● Data for review

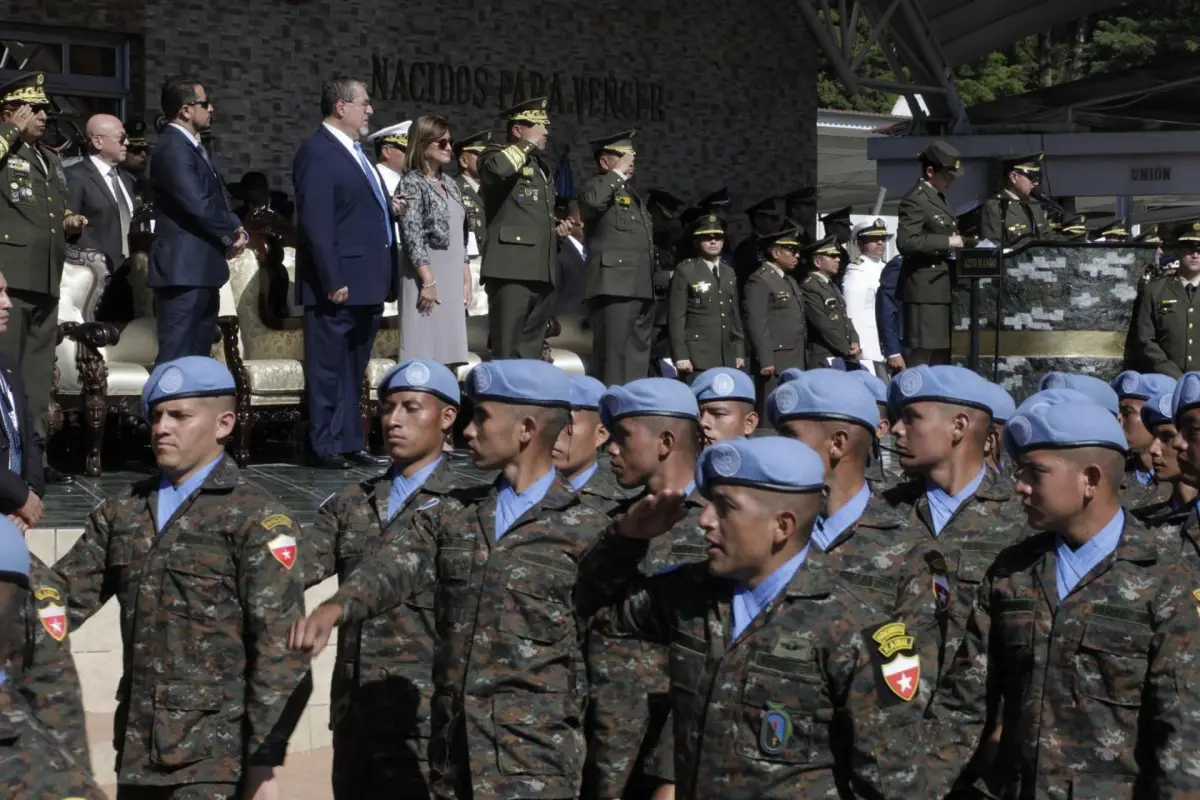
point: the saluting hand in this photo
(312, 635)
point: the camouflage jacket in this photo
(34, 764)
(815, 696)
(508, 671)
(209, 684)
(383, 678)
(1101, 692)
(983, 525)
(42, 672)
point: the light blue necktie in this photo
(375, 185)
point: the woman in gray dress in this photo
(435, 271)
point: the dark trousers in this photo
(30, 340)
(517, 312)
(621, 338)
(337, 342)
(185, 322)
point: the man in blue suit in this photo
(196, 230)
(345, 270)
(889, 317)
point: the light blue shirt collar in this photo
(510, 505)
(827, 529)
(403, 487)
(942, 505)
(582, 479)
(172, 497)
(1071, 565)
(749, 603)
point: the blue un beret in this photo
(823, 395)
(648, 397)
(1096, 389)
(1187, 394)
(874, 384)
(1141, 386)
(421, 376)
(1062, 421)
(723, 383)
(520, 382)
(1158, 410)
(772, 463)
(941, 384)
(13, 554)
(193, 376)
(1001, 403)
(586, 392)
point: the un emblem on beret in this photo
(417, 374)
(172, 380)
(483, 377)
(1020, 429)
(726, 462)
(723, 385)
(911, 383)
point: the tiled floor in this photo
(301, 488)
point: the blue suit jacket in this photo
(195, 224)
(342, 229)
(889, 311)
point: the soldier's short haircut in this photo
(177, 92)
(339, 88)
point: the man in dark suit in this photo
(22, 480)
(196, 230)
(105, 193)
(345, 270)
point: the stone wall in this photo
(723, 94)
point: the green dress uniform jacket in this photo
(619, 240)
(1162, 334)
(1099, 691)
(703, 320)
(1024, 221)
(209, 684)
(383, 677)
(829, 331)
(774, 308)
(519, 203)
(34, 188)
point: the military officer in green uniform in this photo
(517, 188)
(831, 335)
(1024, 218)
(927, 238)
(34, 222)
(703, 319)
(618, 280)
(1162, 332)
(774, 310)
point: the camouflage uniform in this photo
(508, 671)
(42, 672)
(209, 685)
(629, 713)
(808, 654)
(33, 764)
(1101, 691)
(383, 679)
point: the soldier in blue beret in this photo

● Task details
From the first line to the last, return the material above exactly, apart from the pictures.

● Solution to this problem
point: the saluting hand in this photo
(312, 635)
point: the camouflage jacket in this photo
(34, 764)
(815, 696)
(508, 671)
(209, 684)
(383, 678)
(1101, 692)
(983, 525)
(42, 672)
point: the light blue necktie in this photo
(375, 185)
point: the woman in gray dress in this photo
(435, 271)
point: the dark trousers in this photo
(30, 340)
(517, 312)
(621, 338)
(337, 342)
(185, 322)
point: the man in blue suit in this photo
(196, 230)
(345, 270)
(889, 317)
point: the light blue shirt collar in this photo
(510, 505)
(827, 529)
(403, 487)
(942, 505)
(582, 479)
(172, 497)
(1071, 565)
(749, 603)
point: the blue un beret in this photo
(823, 395)
(648, 397)
(1096, 389)
(1187, 394)
(874, 384)
(1141, 386)
(421, 376)
(1062, 421)
(723, 383)
(520, 382)
(1158, 410)
(772, 463)
(941, 384)
(13, 554)
(193, 376)
(1001, 403)
(586, 392)
point: the un emblem on beret in this photo
(417, 374)
(172, 380)
(483, 377)
(1020, 429)
(726, 462)
(723, 385)
(911, 383)
point: the tiled floor in this photo
(301, 488)
point: the blue suit jacket in this photo
(195, 224)
(342, 229)
(889, 311)
point: the soldier's short haircut in this photo
(177, 92)
(339, 88)
point: the man in dark suit in this photo
(22, 480)
(196, 230)
(105, 193)
(345, 270)
point: the stone wall in this photo
(723, 94)
point: the green dress uniform jacket in this photo
(619, 240)
(1162, 334)
(1099, 691)
(703, 320)
(1024, 221)
(209, 684)
(383, 677)
(829, 331)
(774, 308)
(519, 203)
(34, 188)
point: the military officer in green uniform in this photo
(517, 188)
(831, 335)
(1024, 218)
(927, 238)
(34, 222)
(703, 319)
(618, 280)
(1162, 332)
(774, 310)
point: the camouflage uniform in this photo
(508, 671)
(42, 672)
(209, 685)
(629, 713)
(808, 654)
(33, 764)
(1101, 691)
(383, 679)
point: the soldier in blue beret in this photo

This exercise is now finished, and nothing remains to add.